Сам стесняется, так я наберусь наглости сделать это за него.

*К картинке №3*

-----------Зимние узоры--------------

*Стая белых лебедей, за окном кружится,    
Нежным, мягким одеялом на землю ложиться.
Вьюжит ветер сквозь берёз и свистит по щелкам,
Спряталась в своём дупле, рыженькая белка.

Просыпаюсь словно в сказке, на окне узоры,
Не найти вам на Руси, лучше этих, шторы.
Вот тропинка, вот сосна, озеро сверкает,
Пара белых лебедей на волнах играет.

Где найти такие краски, что зима рисует?
Словно в вальсе снегири на окне танцуют.
Вот "Морозко" на санях, тройка бьёт копытом,
Испод снега лишь листок, осени забытой.

- ДАННЫЕ ДЛЯ ЗАДАНИЯ -
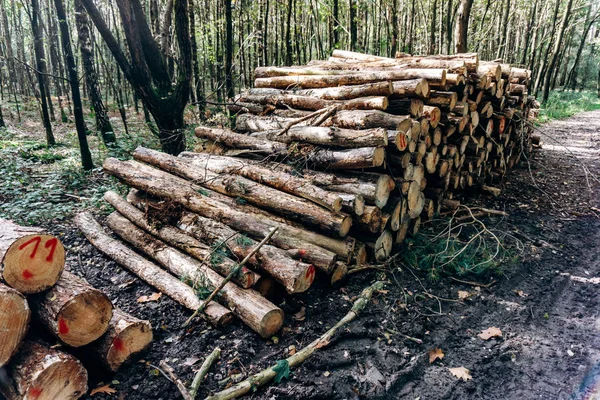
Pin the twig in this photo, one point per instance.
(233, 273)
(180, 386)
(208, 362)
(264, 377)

...

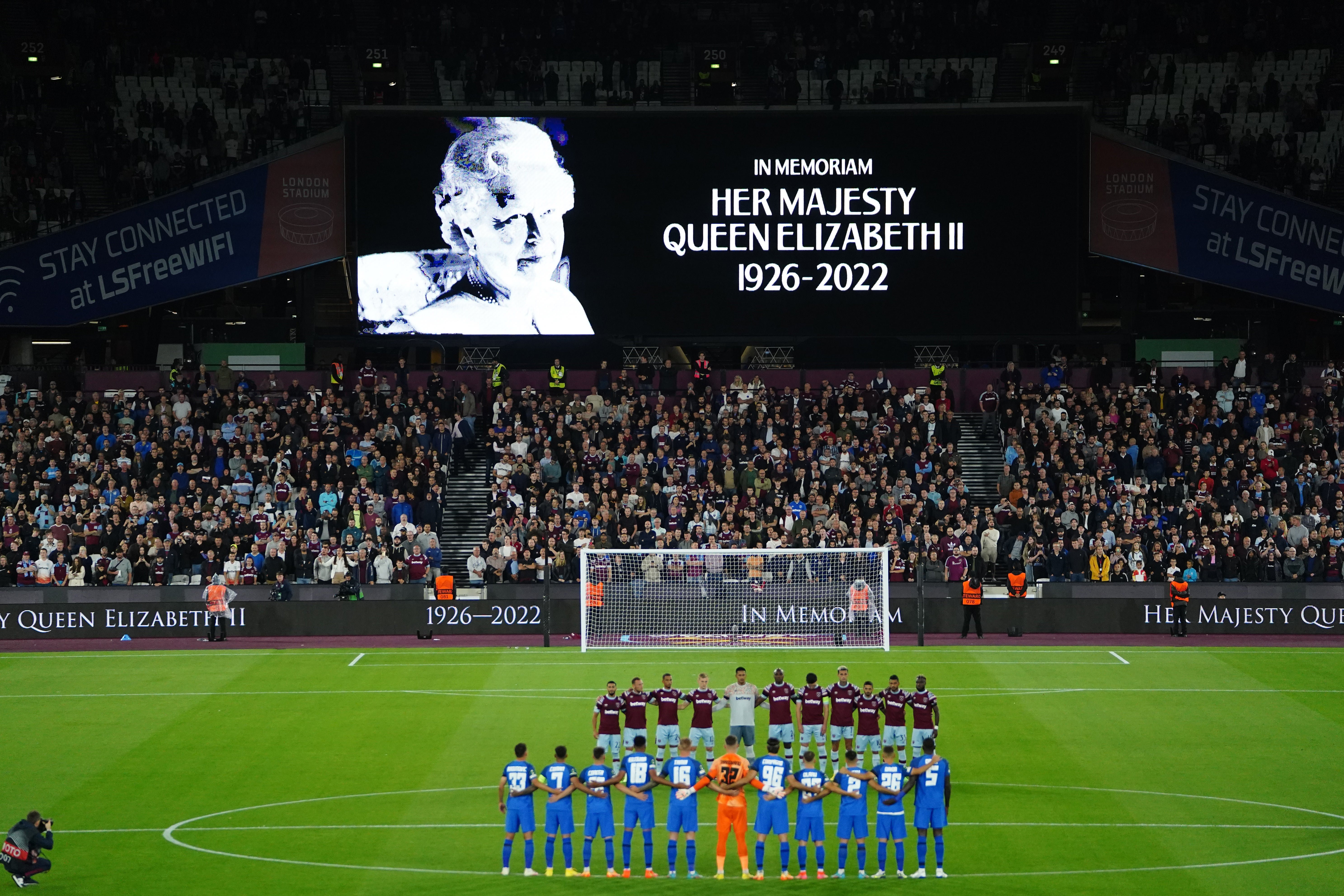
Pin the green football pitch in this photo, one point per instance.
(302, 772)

- ЧТО СДЕЛАТЬ -
1: Найдите в данных все строки со словом «photo» с учетом регистра и выпишите их целиком.
2: Продолжите отрывок о зимних узорах, начав сразу после его последнего четверостишия.
Отрывок и строки взяты из разных источников.

- ПОЛУЧЕННЫЕ ОТВЕТЫ -
1:
Pin the twig in this photo, one point per instance.
Pin the green football pitch in this photo, one point per instance.

2:
Как люблю тебя я, Русь! Степи и просторы,
Душу пусть мороз раскрасит, в зимние узоры,
Что бы слиться с Новым годом, посреди метели,
Только не хочу вылазить  из своей постели.
*

----------


## Славина

Ещё к картинке *2* если можно.

Я скажу три слова:"Я люблю тебя!"
Если не поверишь, подними глаза,
Выше в поднебесье, загляни туда,
Что ты там увидел? То любовь моя!!!:))

----------


## Skadi

> Итак - картинки


А я и не знала.......ах, вот как.....к картинкам.......хорошо, подумаем  :Smile3: 
Спасибо за предновогоднюю "встряску" всем! Молодцы!  :Ok:

----------


## Alenajazz

*У меня ещё....*
*Картинка 1*

_Если грустно - мечтой
наполни сердце своё 

налей минералки в бокал
Сделай корабль из скорлупки

И вот он уже в океане
плывёт к твоей давней мечте 

Видны огни Уругвая
Завтра там карнавал!_

----------


## Alenajazz

*И ещё...*  :Blush2: 
*Картинка 2*

Тёмно-серое НЕЧТО...
Но выглядит так сердечно!
Стеснительность солнца?
Оно отдыхает?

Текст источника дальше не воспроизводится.